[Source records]
--

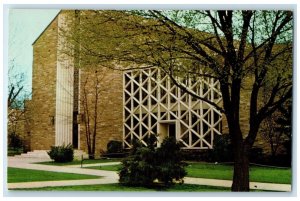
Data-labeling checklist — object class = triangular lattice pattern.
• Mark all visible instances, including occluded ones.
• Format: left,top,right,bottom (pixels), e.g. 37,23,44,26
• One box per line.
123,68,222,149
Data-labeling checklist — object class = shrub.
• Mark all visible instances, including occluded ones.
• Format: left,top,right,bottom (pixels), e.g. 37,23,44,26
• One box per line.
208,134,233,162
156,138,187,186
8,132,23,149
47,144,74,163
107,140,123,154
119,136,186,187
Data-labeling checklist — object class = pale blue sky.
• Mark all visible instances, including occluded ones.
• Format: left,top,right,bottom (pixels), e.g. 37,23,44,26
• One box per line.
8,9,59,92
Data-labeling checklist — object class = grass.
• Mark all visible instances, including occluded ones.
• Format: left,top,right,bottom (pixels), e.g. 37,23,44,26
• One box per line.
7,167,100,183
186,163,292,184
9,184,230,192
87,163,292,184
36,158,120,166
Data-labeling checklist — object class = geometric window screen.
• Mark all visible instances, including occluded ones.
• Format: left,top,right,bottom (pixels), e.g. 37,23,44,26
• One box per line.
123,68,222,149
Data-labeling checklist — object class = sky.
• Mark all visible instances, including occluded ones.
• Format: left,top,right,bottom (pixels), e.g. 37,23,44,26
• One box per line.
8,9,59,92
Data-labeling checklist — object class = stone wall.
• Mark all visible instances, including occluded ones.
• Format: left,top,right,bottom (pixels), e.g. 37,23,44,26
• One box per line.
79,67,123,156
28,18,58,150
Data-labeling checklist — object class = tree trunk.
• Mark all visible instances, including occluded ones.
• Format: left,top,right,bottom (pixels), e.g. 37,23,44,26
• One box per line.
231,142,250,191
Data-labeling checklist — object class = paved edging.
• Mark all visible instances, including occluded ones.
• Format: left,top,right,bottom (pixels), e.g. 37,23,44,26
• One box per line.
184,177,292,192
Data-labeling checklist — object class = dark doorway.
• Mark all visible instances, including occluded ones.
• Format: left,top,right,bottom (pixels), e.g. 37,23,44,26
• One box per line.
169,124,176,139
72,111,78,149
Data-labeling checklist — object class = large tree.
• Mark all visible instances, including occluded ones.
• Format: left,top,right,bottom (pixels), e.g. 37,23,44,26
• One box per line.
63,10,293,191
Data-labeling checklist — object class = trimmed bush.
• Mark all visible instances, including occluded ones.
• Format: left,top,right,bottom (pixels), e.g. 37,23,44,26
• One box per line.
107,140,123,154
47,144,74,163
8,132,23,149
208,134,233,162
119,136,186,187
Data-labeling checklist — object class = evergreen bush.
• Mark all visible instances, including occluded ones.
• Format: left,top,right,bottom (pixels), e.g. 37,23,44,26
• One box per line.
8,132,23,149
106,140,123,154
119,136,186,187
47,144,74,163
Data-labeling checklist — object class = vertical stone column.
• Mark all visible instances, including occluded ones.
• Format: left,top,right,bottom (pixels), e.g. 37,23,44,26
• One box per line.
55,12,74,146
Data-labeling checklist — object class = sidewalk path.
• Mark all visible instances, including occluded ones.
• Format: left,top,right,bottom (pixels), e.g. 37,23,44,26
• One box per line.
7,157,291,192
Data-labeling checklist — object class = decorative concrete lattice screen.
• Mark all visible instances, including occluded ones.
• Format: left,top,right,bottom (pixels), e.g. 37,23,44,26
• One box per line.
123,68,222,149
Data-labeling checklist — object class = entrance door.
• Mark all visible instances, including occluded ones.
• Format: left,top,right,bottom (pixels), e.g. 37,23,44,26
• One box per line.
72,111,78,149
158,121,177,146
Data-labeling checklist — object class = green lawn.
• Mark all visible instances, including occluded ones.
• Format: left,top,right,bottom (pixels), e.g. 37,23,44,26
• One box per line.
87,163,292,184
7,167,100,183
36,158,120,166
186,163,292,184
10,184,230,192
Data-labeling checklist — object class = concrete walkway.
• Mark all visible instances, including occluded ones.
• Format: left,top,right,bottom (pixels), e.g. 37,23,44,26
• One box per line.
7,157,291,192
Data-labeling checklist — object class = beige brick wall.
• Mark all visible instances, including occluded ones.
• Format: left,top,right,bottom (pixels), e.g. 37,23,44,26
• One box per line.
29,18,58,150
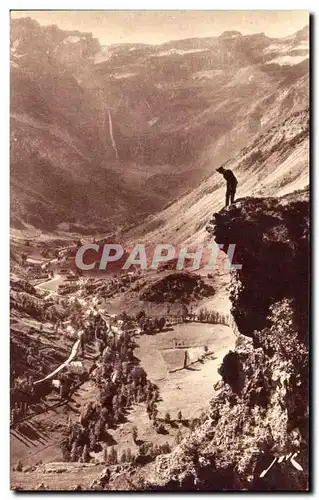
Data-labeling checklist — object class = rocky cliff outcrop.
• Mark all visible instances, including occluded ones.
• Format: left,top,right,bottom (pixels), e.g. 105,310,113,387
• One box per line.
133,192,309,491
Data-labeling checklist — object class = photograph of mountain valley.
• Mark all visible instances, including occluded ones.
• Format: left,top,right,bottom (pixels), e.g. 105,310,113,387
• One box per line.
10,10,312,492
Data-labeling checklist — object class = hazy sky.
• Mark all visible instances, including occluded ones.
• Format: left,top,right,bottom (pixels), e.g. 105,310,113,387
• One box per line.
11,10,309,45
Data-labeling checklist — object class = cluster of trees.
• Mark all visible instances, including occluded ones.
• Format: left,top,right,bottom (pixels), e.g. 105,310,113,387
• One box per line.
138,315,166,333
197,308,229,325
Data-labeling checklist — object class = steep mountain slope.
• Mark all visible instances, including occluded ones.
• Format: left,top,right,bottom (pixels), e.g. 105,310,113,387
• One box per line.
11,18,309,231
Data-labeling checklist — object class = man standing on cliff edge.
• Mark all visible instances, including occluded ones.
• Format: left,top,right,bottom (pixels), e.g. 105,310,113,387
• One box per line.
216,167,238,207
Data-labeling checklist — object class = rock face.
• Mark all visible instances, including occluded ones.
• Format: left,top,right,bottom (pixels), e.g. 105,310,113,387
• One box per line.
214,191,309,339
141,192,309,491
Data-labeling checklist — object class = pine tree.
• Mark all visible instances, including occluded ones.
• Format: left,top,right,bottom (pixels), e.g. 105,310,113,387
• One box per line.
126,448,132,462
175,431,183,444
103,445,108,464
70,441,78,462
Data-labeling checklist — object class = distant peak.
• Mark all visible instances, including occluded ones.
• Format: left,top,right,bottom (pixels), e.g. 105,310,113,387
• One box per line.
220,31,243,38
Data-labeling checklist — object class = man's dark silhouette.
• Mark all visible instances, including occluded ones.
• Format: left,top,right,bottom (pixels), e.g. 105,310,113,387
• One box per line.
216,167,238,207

--

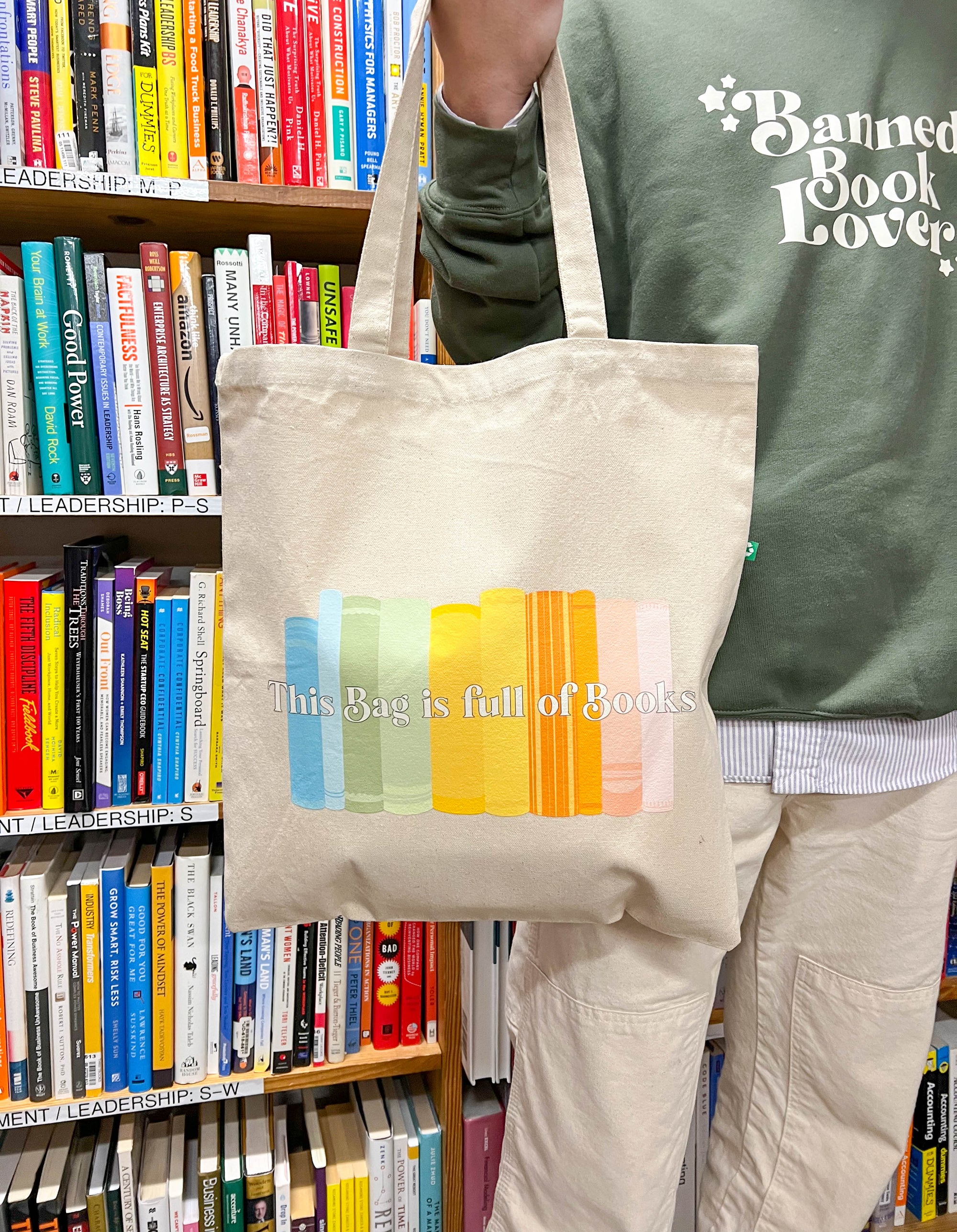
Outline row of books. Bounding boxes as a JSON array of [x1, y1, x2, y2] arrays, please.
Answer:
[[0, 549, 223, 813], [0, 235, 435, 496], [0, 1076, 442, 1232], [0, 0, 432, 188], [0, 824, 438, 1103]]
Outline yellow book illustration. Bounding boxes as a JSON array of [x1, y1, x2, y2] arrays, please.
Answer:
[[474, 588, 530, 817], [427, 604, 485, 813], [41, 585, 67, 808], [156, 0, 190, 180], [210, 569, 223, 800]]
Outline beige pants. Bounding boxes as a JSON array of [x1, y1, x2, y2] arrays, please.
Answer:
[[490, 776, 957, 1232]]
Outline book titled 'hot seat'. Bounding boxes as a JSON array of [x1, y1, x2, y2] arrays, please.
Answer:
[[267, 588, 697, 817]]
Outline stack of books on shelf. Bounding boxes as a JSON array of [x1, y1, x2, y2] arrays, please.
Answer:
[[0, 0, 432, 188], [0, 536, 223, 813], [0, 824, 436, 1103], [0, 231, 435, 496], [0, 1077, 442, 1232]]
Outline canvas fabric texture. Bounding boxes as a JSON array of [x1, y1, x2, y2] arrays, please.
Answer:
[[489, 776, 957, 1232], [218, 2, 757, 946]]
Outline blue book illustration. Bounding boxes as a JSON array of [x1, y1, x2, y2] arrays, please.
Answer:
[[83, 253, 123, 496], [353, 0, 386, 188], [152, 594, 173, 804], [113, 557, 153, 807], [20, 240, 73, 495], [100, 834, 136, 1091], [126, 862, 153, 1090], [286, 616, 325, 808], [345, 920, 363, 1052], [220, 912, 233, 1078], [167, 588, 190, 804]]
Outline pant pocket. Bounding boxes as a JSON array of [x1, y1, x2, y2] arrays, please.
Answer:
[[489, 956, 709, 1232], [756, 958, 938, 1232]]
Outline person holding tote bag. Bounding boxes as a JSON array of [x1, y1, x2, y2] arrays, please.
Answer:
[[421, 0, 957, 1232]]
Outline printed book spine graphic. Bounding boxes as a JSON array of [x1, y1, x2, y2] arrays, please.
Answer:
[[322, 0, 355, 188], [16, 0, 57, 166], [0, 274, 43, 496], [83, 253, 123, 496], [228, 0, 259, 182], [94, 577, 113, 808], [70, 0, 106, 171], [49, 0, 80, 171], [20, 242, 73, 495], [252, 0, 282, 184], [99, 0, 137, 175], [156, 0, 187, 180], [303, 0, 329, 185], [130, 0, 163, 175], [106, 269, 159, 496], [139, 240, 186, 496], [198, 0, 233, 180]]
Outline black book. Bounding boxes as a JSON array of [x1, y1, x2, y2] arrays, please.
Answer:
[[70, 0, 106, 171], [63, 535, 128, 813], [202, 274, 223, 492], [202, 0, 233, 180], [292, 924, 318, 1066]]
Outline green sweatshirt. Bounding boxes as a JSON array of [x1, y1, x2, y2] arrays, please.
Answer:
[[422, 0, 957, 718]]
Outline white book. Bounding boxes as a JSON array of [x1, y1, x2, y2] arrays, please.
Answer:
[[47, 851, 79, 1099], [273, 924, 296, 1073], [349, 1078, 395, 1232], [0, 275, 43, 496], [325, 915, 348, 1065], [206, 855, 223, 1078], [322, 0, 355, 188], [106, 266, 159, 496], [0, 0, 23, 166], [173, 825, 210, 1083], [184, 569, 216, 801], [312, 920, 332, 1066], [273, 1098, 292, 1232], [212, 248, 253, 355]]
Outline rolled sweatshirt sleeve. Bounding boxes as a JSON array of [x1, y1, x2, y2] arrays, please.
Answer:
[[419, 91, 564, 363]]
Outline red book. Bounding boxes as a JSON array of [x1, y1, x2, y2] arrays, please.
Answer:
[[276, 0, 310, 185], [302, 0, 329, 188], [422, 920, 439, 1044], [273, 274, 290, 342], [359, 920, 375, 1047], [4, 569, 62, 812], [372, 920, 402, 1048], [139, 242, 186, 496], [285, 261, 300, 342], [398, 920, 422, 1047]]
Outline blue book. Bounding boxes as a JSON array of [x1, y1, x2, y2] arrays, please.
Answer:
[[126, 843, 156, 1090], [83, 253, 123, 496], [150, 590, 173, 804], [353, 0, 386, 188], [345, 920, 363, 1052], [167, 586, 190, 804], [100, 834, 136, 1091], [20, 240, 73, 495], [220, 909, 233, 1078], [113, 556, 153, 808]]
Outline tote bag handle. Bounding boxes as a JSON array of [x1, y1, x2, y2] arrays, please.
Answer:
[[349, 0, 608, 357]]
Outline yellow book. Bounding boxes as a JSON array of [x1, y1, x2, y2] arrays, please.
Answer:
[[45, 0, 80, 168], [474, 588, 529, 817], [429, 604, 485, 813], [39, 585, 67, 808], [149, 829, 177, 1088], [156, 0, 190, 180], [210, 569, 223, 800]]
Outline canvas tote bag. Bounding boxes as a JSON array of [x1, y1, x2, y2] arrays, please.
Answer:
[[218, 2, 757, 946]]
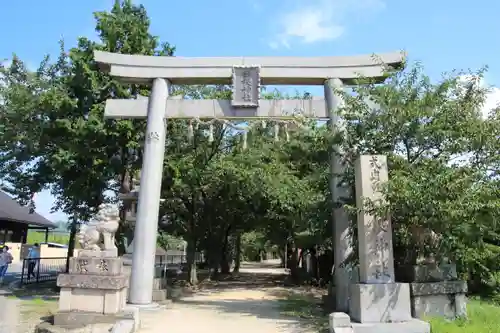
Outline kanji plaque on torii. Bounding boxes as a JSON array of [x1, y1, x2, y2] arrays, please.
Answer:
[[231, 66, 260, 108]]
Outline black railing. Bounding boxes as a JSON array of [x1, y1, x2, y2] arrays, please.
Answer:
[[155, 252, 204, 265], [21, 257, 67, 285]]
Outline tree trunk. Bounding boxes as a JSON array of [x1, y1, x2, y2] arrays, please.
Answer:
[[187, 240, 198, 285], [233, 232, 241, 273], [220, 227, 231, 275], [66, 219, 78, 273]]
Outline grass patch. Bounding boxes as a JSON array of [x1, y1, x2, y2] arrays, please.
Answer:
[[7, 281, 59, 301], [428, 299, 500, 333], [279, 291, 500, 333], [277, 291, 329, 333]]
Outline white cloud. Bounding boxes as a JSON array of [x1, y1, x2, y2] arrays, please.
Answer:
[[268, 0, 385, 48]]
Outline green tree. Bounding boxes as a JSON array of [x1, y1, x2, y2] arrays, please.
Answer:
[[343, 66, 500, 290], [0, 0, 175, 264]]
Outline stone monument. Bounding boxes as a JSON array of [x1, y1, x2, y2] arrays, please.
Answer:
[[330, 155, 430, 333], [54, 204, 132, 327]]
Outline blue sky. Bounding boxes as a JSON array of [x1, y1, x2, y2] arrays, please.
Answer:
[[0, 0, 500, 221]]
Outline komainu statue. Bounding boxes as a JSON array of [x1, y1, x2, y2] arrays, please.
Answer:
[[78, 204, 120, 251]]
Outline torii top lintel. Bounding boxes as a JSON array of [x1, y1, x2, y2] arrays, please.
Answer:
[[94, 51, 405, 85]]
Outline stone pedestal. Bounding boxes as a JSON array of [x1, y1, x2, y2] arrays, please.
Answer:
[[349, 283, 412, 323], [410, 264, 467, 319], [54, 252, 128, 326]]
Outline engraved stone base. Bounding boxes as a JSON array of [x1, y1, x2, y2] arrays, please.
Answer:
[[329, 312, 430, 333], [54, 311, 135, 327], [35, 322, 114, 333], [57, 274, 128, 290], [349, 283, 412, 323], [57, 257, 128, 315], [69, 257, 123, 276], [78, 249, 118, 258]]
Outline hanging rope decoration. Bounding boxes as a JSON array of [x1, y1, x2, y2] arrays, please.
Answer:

--

Reproduce the listing starting with the line with "Data-labeling checklist — object class = pale" and going on through the line with "28,18,58,150", changing "visible" to "discernible" and leaving everything else unchanged.

RESULT OF THIS EXERCISE
Data-labeling checklist — object class = pale blue sky.
• Mark all discernible instances, including occluded ones.
• Format: left,top,right,bottom (pixels), e.g. 37,23,44,26
• One box per line.
8,9,59,92
Data-labeling checklist — object class = grass.
• Mark all discernible instances, including occluded ones.
• Format: left,top,right,bottom (pixels), e.g. 37,23,44,26
• One box per line.
7,167,100,183
186,163,292,184
9,184,230,192
87,163,292,184
36,158,120,166
Data-labeling checklist — object class = geometric window screen.
• Mark all discernible instances, including occluded ones.
• Format: left,top,right,bottom (pixels), e.g. 37,23,44,26
• One box per line.
123,68,222,149
Data-labeling checklist — object class = sky.
• Mark all discernible instances, including occluded ones.
• Format: left,top,right,bottom (pixels), e.g. 37,23,44,26
• One box per line.
8,9,59,92
Data-labeling checklist — object class = stone wall.
• Mark all discernible instances, including occluded ones.
• Format: left,top,right,bottom (pixels), e.g. 37,23,44,26
• One box per line.
79,67,123,156
28,18,58,150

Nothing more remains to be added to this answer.